:: WORK REQUEST ::
The expected output is the complete listing, copied exactly.

(DATA PROVIDED begins)

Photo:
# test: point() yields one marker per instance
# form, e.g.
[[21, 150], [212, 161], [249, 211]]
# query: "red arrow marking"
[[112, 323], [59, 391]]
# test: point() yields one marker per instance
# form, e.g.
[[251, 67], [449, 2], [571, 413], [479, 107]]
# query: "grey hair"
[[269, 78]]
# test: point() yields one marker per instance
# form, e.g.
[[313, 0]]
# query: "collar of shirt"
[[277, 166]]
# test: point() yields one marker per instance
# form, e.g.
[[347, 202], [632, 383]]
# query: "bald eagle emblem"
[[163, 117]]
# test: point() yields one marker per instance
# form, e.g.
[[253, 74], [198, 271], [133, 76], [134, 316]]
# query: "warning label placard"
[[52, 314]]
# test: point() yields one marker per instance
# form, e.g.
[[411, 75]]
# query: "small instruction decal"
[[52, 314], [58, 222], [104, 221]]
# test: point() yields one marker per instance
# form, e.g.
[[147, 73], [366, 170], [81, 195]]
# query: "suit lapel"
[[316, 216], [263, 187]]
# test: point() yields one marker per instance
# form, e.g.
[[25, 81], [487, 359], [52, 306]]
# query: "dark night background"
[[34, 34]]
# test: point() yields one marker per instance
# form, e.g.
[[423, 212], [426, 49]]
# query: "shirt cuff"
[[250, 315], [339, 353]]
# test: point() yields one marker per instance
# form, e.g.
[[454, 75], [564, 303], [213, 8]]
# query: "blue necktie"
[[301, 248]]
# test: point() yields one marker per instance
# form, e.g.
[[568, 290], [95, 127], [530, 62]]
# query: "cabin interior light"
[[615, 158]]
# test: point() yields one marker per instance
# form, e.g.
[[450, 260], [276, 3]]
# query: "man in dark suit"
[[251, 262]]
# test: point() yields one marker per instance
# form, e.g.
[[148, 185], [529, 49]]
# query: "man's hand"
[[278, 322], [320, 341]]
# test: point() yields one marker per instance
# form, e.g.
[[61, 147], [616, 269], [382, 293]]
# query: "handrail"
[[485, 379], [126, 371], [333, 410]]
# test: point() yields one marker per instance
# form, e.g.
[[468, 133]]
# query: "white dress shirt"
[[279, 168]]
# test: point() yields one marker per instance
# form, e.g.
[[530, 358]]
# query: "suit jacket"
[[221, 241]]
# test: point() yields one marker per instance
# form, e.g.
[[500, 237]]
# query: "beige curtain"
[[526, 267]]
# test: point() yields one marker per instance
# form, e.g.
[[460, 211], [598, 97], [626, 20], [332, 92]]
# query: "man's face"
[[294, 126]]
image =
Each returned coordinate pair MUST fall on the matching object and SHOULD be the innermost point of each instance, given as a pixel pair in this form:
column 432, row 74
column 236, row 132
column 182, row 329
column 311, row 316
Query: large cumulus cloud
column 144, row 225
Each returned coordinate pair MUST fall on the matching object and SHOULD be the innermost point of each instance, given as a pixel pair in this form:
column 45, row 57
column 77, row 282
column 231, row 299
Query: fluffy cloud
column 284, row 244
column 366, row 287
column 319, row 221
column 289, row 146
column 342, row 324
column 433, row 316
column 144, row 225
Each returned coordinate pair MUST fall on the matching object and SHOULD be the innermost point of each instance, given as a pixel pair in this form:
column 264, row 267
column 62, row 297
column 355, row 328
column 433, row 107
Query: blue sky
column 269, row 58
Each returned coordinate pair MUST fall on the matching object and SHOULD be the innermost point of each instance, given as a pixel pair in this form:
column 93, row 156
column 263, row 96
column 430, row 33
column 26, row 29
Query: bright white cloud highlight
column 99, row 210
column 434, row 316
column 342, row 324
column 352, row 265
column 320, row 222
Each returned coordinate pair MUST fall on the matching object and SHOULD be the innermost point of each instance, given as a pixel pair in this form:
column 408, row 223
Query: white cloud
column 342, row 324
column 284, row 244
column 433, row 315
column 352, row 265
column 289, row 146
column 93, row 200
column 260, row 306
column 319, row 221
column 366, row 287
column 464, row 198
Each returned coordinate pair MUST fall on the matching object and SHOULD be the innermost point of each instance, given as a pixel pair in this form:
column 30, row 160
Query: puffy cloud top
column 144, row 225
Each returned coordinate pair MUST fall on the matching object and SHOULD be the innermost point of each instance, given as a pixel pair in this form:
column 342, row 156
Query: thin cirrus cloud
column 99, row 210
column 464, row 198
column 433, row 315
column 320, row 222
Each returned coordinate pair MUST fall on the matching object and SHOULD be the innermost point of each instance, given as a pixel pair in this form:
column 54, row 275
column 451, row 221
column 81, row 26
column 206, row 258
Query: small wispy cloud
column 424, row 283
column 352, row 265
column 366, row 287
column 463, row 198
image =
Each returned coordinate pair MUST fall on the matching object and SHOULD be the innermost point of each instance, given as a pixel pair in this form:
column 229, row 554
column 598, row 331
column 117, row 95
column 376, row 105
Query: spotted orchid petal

(DATA PROVIDED ends)

:: WORKED SOLUTION ::
Photo:
# test: point() yields one marker per instance
# form, e.g.
[[21, 150], [212, 161], [249, 211]]
# query: "red arrow marking"
[[112, 323], [59, 391]]
# test: point() yields one marker per instance
# form, e.g.
[[251, 67], [449, 2], [571, 413], [479, 107]]
# query: "grey hair"
[[269, 78]]
# test: point() yields one marker per instance
# form, e.g.
[[313, 0]]
# query: "collar of shirt"
[[277, 166]]
# test: point() yields one marker per instance
# form, e.g.
[[347, 202], [632, 383]]
# query: "bald eagle emblem"
[[163, 117]]
# test: point() yields one marker per instance
# form, e.g.
[[253, 74], [198, 271], [133, 76], [134, 316]]
# query: "warning label placard"
[[52, 314]]
# test: point() yields one marker per instance
# form, e.g.
[[411, 75]]
# query: "small instruction decal"
[[52, 314], [58, 222], [104, 221]]
# test: point() yields one marker per instance
# form, e.g.
[[147, 73], [366, 170], [81, 195]]
# query: "suit lapel"
[[316, 216], [263, 187]]
# test: point() yields one marker per instance
# form, e.g.
[[25, 81], [487, 359], [52, 306]]
# query: "dark night background"
[[34, 34]]
# test: point() yields one marker per instance
# form, e.g.
[[423, 212], [426, 49]]
# query: "shirt cuff"
[[250, 315], [339, 353]]
# test: point() yields one marker per instance
# form, e.g.
[[454, 75], [564, 303], [213, 8]]
# query: "blue necktie"
[[301, 248]]
# test: point() yields one marker per instance
# form, e.g.
[[568, 290], [95, 127], [530, 62]]
# query: "cabin interior light"
[[615, 158]]
# test: point() yields one marker per instance
# form, e.g.
[[450, 260], [276, 3]]
# query: "man in dark suit"
[[251, 262]]
# test: point() yields one marker per instance
# form, e.g.
[[148, 185], [529, 49]]
# query: "man's hand"
[[278, 322], [320, 341]]
# test: point() yields one marker per instance
# form, e.g.
[[61, 147], [616, 269], [382, 293]]
# query: "handrail"
[[485, 379], [126, 371], [333, 410]]
# test: point() yields one marker per instance
# form, e.g.
[[468, 133]]
# query: "white dress shirt"
[[279, 168]]
# test: point() yields one marker per instance
# form, e.g.
[[530, 358]]
# query: "suit jacket"
[[221, 241]]
# test: point() yields one marker per instance
# form, e.g.
[[500, 237]]
# query: "beige curtain"
[[526, 267]]
# test: point() yields one marker per instance
# form, e.g.
[[460, 211], [598, 97], [626, 20], [332, 92]]
# query: "man's face"
[[294, 126]]
image =
Each returned coordinate pair MUST fall on the matching object and SHOULD be the innermost point of each instance, given as a pixel pair in this form:
column 432, row 74
column 236, row 132
column 182, row 329
column 311, row 316
Query: large cumulus cloud
column 144, row 225
Each returned coordinate pair MUST fall on the matching object and SHOULD be the innermost point of each instance, given as a pixel pair in this form:
column 45, row 57
column 77, row 282
column 231, row 299
Query: fluffy cloud
column 284, row 244
column 366, row 287
column 319, row 221
column 289, row 146
column 342, row 324
column 433, row 316
column 144, row 225
Each returned coordinate pair MUST fall on the matching object and SHOULD be the innermost point of each instance, given as a pixel pair in this form:
column 264, row 267
column 62, row 297
column 355, row 328
column 433, row 107
Query: blue sky
column 269, row 58
Each returned coordinate pair MUST fall on the matching object and SHOULD be the innermost point of each instance, given as a pixel pair in this form:
column 93, row 156
column 263, row 96
column 430, row 33
column 26, row 29
Query: bright white cloud highlight
column 99, row 210
column 434, row 316
column 342, row 324
column 352, row 265
column 320, row 222
Each returned coordinate pair MUST fall on the matching object and SHOULD be the innermost point of each instance, given as a pixel pair in this form:
column 408, row 223
Query: white cloud
column 342, row 324
column 284, row 244
column 433, row 315
column 352, row 265
column 289, row 146
column 93, row 200
column 260, row 306
column 319, row 221
column 366, row 287
column 464, row 198
Each returned coordinate pair MUST fall on the matching object and SHOULD be the innermost point of each instance, given as a pixel pair in this form:
column 30, row 160
Query: puffy cloud top
column 144, row 225
Each returned coordinate pair MUST fall on the matching object and SHOULD be the innermost point of each instance, given as a pixel pair in this form:
column 342, row 156
Query: thin cirrus cloud
column 99, row 210
column 464, row 198
column 433, row 315
column 320, row 222
Each returned coordinate pair MUST fall on the matching object and SHOULD be the innermost point of each instance, given as a pixel pair in this form:
column 54, row 275
column 451, row 221
column 81, row 26
column 206, row 258
Query: small wispy cloud
column 424, row 283
column 352, row 265
column 366, row 287
column 463, row 198
image =
Each returned coordinate pair MUST fall on the matching object and SHOULD be the innermost point of each instance, given as a pixel pair in this form:
column 229, row 554
column 598, row 331
column 117, row 95
column 376, row 105
Query: spotted orchid petal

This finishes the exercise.